● EXERCISE INSTRUCTIONS: Rewrite the lines starting at the one containing "Surveillance review: pinpoint the rolled-out" and ending at the final line, replacing "pinpoint" with "locate" and changing nothing else.

● EXTRACTED ENTRIES:

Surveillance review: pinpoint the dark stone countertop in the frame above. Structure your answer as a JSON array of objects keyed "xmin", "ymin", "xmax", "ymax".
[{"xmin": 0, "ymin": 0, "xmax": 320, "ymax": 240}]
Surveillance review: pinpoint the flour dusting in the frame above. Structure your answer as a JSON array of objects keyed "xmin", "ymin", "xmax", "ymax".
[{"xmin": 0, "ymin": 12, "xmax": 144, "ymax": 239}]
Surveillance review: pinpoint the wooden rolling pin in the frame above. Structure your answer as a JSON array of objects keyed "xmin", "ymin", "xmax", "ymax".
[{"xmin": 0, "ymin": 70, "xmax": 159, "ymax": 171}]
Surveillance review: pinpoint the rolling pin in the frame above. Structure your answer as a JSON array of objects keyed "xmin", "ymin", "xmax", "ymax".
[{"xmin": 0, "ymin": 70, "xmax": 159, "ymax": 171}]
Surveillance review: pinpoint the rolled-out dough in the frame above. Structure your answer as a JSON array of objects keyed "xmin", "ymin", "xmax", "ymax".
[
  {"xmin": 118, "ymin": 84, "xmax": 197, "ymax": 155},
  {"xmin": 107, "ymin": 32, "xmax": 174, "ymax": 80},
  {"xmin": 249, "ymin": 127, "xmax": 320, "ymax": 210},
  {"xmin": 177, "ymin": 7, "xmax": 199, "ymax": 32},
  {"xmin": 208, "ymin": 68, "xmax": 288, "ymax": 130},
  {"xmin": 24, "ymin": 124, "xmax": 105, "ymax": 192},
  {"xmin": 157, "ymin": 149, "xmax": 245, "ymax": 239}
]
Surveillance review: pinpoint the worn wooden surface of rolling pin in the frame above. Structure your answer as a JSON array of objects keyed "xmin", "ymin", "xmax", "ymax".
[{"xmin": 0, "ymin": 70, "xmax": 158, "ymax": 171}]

● RESPONSE TO THE EXERCISE:
Surveillance review: locate the rolled-out dough in the frame above. Structure your answer as a JSON array of objects keyed "xmin", "ymin", "xmax", "ymax".
[
  {"xmin": 118, "ymin": 84, "xmax": 197, "ymax": 155},
  {"xmin": 107, "ymin": 32, "xmax": 174, "ymax": 80},
  {"xmin": 249, "ymin": 127, "xmax": 320, "ymax": 210},
  {"xmin": 177, "ymin": 7, "xmax": 199, "ymax": 32},
  {"xmin": 208, "ymin": 68, "xmax": 288, "ymax": 130},
  {"xmin": 24, "ymin": 124, "xmax": 105, "ymax": 192},
  {"xmin": 157, "ymin": 149, "xmax": 245, "ymax": 239}
]
Surveillance review: locate the worn wooden surface of rolling pin in the frame above. Structure your answer as a JSON array of objects keyed "xmin", "ymin", "xmax", "ymax".
[{"xmin": 0, "ymin": 70, "xmax": 158, "ymax": 171}]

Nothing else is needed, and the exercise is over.